GOAL OF THE EXERCISE>
Nothing but the lines from the one that contains "of the green" through the end of the listing should appear, set down exactly.

═══ DATASET EXTRACT

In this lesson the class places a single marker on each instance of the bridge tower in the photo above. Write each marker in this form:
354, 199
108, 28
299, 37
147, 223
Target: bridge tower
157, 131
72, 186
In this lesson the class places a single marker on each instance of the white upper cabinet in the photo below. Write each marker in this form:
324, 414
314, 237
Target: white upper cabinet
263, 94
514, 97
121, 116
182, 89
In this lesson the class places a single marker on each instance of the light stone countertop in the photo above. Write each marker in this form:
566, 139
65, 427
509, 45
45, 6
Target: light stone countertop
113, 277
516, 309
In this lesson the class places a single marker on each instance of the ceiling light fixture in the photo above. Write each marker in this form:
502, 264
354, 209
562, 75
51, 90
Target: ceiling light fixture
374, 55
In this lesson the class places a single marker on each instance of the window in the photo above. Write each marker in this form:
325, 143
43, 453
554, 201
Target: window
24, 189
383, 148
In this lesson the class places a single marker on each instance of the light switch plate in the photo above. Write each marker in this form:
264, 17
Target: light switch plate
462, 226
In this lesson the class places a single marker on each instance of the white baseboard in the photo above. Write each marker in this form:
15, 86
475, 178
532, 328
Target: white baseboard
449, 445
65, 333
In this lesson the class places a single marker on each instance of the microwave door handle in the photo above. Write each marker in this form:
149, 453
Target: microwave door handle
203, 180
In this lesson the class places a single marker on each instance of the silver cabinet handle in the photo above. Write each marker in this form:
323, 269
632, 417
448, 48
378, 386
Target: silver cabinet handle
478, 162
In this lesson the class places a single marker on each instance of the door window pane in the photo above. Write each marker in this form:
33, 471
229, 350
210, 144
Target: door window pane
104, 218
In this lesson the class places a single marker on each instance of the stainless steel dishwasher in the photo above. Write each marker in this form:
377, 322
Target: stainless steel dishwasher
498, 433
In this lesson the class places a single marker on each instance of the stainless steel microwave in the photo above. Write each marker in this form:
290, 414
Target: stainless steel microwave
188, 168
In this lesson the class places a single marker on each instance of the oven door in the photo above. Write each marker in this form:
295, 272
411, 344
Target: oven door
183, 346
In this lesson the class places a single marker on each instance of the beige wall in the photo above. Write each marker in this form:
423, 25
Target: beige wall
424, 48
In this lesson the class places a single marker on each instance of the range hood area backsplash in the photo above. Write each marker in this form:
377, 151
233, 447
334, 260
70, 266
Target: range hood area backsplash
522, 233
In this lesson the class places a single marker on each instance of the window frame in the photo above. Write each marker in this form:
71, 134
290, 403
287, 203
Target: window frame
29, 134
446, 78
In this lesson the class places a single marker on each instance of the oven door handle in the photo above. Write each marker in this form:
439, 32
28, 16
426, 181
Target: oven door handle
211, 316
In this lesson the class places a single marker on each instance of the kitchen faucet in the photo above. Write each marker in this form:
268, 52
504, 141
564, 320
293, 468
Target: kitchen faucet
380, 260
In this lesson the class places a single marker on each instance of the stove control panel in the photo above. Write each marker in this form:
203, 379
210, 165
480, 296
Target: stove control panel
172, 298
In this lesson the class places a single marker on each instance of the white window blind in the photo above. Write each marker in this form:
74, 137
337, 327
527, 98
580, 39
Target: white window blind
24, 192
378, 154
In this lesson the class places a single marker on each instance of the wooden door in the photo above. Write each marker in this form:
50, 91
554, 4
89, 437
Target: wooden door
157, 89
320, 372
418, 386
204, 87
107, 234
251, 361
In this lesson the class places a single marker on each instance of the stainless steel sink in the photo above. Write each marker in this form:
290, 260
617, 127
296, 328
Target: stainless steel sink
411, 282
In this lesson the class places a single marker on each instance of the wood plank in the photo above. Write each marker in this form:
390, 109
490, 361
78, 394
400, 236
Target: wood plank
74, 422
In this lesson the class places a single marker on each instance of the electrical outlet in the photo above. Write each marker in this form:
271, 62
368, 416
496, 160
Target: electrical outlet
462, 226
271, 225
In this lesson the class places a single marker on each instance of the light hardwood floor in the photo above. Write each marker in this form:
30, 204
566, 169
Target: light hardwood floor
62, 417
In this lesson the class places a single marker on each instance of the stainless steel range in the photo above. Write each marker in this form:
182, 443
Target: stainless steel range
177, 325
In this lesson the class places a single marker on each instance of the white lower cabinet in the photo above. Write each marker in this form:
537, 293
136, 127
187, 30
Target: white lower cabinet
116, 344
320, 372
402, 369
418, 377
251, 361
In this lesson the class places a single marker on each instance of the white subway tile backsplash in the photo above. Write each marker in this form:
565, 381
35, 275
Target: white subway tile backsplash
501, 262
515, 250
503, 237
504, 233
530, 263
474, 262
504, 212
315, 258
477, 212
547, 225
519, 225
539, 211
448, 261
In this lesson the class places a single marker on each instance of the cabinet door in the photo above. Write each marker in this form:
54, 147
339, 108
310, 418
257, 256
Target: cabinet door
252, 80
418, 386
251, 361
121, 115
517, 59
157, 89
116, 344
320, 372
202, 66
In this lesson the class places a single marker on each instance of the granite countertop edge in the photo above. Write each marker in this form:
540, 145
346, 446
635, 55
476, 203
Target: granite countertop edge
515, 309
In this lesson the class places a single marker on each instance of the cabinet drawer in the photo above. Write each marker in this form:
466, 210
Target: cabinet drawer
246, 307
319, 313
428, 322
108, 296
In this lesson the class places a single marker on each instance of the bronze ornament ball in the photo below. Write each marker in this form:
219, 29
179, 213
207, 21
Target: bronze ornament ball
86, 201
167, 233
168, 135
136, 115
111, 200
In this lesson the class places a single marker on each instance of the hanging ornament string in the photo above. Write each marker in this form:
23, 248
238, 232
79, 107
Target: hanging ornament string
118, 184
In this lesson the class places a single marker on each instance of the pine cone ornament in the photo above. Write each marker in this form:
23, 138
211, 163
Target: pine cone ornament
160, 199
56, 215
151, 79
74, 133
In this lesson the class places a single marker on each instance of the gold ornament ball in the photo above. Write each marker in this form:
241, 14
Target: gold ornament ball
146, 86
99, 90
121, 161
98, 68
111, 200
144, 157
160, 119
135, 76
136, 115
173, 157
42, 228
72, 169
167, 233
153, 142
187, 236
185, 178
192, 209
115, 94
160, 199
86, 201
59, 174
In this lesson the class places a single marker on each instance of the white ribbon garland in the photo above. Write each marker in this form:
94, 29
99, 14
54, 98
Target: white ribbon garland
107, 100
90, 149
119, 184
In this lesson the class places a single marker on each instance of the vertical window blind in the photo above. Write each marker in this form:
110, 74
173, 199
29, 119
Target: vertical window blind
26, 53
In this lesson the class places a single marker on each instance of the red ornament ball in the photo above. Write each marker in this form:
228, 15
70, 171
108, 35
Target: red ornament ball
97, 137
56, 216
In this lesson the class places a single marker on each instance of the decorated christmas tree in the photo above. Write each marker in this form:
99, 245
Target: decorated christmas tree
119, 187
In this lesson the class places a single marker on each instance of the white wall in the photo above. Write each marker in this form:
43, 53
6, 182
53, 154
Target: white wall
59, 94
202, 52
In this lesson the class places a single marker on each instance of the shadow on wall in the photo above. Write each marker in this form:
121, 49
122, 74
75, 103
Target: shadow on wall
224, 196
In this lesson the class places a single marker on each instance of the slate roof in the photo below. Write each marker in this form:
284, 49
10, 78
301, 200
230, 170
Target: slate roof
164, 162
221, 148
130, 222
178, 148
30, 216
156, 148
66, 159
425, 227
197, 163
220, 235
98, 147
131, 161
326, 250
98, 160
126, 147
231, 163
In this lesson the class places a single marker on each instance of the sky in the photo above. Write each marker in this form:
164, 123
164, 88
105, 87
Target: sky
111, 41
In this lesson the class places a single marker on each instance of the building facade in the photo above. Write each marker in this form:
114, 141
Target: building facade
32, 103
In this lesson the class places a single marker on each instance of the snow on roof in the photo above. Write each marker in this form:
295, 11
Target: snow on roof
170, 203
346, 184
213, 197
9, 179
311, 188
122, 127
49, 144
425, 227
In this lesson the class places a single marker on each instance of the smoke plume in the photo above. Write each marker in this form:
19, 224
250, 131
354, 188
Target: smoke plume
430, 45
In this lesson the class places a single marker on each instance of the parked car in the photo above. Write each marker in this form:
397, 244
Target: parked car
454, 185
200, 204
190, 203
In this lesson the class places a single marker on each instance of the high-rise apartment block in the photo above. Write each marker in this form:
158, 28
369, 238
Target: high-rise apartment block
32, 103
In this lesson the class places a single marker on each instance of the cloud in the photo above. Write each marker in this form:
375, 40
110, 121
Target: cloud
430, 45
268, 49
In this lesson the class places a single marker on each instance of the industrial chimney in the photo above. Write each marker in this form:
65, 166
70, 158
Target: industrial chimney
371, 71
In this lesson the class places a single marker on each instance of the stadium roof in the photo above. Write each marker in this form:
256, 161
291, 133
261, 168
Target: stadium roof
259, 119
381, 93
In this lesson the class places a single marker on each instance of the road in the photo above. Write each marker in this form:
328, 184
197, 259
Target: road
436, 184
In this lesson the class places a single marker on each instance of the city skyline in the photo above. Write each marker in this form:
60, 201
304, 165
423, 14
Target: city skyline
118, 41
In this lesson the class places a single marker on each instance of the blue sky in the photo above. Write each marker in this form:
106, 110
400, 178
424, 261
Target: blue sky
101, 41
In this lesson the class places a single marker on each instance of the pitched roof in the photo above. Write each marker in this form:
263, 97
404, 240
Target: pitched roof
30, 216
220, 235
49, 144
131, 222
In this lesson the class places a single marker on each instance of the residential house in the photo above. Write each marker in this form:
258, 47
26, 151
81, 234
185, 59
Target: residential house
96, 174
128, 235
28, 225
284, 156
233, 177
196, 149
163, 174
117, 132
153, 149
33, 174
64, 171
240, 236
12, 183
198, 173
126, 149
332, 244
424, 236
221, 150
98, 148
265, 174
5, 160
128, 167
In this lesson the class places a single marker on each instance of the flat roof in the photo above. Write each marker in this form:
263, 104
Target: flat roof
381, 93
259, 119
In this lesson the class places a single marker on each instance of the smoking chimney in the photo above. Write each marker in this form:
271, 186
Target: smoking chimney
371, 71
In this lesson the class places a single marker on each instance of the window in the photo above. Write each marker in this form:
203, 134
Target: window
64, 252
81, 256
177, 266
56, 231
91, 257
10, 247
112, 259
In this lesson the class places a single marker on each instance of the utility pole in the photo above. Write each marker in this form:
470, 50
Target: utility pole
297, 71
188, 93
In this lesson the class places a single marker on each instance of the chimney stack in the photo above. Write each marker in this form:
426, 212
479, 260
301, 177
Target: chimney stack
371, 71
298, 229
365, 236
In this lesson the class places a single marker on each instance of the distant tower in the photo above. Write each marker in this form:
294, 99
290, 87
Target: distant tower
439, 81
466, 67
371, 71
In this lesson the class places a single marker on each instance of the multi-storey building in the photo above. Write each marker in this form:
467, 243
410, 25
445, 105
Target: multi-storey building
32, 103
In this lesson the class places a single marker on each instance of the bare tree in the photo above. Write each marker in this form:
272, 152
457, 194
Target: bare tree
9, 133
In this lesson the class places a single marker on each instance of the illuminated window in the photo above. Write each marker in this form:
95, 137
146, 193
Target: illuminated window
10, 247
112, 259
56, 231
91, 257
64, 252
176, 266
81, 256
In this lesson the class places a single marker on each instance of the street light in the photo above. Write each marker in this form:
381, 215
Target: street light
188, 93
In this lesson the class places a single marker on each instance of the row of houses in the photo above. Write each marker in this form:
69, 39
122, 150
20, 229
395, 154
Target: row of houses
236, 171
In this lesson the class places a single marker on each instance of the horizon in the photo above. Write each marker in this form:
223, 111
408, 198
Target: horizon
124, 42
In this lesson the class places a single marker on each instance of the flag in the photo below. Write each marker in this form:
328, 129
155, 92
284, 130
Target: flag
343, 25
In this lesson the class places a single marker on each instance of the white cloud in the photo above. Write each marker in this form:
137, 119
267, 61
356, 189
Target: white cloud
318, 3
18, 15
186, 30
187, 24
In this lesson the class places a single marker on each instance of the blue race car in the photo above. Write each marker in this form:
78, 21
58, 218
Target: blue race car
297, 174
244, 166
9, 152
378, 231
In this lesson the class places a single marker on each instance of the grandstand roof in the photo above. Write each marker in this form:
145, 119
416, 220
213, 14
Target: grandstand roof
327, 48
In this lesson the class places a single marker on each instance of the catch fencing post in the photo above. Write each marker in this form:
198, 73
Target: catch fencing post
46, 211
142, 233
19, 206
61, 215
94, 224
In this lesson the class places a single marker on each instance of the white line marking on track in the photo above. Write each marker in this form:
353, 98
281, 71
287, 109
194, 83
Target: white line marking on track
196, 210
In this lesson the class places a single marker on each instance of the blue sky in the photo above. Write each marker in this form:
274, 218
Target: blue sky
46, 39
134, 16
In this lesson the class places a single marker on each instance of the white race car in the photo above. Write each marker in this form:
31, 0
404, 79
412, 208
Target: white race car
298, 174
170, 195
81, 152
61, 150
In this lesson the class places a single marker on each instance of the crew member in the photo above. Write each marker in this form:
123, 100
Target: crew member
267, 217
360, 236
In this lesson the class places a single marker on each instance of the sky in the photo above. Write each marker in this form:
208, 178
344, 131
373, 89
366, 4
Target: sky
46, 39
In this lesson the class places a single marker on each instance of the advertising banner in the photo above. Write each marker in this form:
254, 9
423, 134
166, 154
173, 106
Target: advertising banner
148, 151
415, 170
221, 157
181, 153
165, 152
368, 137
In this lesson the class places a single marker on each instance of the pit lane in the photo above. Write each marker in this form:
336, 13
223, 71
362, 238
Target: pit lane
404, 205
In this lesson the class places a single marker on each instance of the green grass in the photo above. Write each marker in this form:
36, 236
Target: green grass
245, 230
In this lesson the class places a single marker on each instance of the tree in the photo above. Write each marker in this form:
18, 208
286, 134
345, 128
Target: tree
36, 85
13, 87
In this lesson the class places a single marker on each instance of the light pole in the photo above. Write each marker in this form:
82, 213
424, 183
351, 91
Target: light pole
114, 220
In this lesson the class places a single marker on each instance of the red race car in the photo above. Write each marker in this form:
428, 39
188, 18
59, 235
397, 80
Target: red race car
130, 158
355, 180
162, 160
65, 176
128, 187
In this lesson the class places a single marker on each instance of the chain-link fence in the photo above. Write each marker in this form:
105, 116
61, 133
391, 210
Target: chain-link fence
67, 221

══════

WRITTEN SOLUTION>
In this lesson the class places a single marker on each instance of the green grass in the photo above. Write each marker in this form:
36, 236
Target: green grass
245, 230
In this lesson the class places a single marker on each instance of the tree in the photo above. Write each marker in this form:
18, 208
286, 134
345, 128
Target: tree
36, 85
13, 87
In this lesson the class places a single marker on each instance of the light pole in the photo above. Write each marker in this form:
82, 213
424, 183
351, 91
Target: light pole
114, 220
In this lesson the class places a single marker on each instance of the red race car in the photo above. Write each marker in this form:
428, 39
188, 18
59, 235
397, 80
Target: red race car
130, 158
355, 180
162, 160
65, 176
128, 187
In this lesson the class places a single marker on each instance of the chain-link fence in the photo above. Write each marker in this form:
105, 116
61, 133
391, 210
Target: chain-link fence
67, 221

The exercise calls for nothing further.